Objective: What is needed is an exact repeat of the lines from the line containing "of the blue" through the final line of the entries below, and nothing else.

(Recorded data)
start
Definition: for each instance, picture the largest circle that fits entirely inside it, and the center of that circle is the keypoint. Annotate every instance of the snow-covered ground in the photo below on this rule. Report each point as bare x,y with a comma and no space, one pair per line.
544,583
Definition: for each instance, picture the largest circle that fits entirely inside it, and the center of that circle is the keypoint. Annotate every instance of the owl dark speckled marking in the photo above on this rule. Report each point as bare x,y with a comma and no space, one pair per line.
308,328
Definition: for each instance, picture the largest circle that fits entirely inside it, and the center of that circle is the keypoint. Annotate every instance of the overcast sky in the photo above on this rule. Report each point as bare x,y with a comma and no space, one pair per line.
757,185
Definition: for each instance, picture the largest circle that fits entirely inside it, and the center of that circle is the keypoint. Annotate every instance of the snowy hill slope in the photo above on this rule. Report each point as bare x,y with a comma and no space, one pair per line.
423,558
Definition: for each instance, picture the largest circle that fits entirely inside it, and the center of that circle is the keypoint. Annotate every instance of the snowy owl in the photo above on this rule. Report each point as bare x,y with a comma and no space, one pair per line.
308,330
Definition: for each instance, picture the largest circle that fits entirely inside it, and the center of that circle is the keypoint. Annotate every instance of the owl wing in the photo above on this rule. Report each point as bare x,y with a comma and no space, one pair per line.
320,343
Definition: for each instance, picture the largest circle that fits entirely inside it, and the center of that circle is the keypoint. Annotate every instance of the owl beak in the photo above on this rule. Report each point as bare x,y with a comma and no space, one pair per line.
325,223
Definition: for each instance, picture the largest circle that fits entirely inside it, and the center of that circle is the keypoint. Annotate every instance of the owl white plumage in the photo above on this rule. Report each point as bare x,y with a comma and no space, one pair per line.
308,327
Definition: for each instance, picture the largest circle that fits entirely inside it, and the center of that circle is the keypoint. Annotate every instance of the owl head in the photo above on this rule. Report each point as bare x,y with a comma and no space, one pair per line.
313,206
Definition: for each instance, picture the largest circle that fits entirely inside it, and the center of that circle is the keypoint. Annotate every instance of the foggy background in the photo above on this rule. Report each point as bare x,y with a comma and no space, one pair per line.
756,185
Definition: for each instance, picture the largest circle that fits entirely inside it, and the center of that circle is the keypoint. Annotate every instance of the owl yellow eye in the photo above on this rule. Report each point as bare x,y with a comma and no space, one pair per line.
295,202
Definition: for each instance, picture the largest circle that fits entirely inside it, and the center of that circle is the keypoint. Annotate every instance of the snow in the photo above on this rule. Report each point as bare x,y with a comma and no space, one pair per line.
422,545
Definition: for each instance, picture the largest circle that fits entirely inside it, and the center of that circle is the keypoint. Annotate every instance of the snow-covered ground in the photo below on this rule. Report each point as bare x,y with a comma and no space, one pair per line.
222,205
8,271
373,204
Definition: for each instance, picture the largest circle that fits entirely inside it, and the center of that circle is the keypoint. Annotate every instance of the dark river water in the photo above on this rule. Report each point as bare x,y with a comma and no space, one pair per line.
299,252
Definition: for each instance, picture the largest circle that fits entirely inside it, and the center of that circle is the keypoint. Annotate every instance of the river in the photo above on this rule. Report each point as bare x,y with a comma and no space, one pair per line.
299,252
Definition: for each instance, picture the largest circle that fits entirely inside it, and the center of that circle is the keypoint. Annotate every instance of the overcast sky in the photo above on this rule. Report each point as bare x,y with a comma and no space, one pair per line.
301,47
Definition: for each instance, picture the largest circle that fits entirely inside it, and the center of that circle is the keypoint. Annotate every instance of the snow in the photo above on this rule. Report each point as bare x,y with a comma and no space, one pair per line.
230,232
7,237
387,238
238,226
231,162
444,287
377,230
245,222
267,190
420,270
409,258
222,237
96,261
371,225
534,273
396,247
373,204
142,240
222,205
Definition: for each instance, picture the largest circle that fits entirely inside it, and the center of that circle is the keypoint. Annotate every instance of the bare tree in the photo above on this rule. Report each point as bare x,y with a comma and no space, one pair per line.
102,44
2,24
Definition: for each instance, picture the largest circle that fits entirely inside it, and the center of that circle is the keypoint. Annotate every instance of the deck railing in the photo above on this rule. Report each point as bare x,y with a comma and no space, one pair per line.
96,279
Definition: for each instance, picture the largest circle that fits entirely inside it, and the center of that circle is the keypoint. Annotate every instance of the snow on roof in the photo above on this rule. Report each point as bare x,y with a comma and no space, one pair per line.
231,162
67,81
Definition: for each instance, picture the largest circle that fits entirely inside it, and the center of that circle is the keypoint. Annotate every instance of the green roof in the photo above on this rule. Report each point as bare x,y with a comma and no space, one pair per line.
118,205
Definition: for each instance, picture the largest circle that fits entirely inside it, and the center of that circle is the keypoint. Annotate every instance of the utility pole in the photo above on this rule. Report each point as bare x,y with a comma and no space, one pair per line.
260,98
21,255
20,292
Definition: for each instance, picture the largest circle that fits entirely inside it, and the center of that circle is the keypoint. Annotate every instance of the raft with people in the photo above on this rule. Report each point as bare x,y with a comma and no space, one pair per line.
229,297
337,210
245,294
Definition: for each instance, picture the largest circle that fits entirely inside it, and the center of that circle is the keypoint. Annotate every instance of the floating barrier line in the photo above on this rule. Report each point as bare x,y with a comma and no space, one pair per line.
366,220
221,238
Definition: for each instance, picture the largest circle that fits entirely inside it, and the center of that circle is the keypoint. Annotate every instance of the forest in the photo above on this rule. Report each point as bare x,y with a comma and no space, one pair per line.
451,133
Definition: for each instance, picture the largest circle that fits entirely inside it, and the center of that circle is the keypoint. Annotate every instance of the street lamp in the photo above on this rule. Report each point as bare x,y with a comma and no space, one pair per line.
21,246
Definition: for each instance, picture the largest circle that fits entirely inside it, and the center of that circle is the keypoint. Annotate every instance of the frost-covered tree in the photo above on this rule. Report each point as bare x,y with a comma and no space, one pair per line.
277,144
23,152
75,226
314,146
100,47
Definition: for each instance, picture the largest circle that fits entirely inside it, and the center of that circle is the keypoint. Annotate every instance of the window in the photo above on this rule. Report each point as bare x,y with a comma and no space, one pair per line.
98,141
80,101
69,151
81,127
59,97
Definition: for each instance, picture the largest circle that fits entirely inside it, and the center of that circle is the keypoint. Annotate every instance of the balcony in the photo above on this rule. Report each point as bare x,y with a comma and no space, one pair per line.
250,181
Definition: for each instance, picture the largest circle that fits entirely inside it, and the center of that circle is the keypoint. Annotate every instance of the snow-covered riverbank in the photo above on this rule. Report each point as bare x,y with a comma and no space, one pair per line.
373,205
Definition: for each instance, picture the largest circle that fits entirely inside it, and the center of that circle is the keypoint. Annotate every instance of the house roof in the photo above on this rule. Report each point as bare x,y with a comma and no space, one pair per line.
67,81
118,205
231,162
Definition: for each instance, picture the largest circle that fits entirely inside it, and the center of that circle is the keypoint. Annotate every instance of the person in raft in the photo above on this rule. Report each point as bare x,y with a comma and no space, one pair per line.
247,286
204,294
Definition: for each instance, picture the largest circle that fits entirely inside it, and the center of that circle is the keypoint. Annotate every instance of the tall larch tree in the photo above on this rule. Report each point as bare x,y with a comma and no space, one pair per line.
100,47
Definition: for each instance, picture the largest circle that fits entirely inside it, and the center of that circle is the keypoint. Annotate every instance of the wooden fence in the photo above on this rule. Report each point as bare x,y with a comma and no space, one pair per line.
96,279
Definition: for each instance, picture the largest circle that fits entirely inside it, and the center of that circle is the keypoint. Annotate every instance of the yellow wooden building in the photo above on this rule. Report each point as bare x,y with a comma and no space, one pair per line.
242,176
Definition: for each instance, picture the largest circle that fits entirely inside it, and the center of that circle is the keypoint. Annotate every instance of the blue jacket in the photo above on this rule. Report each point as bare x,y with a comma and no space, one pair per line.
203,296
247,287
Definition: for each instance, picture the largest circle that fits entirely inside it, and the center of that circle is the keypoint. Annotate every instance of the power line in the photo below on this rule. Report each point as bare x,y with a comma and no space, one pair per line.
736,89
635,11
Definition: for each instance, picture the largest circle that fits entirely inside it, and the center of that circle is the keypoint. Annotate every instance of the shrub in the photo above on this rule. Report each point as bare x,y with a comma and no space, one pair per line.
end
The reply:
Definition: for each instance, picture the largest circle that fits entirely inside it, and the center of that circle is the keypoint. Annotate every instance of the blue jacket in the photo above on this rule. Report each point as bare x,y with a comma and no space, one pair per line.
203,296
247,287
Definition: for each instance, picture the largest circle that fits entirely inside it, and the center of that circle is the keypoint. Annotate every instance of the power line in the photo below on this rule. Report each point as bare x,y with a comma and no space, one pair per line.
736,89
635,11
Definition: for each instance, picture the largest circle that fits entirely inside it, and the center of that circle is the keypoint. Annotate every instance of the shrub in the photo above on this rule. Report each point as bare x,y with a comma and no space, one pair per line.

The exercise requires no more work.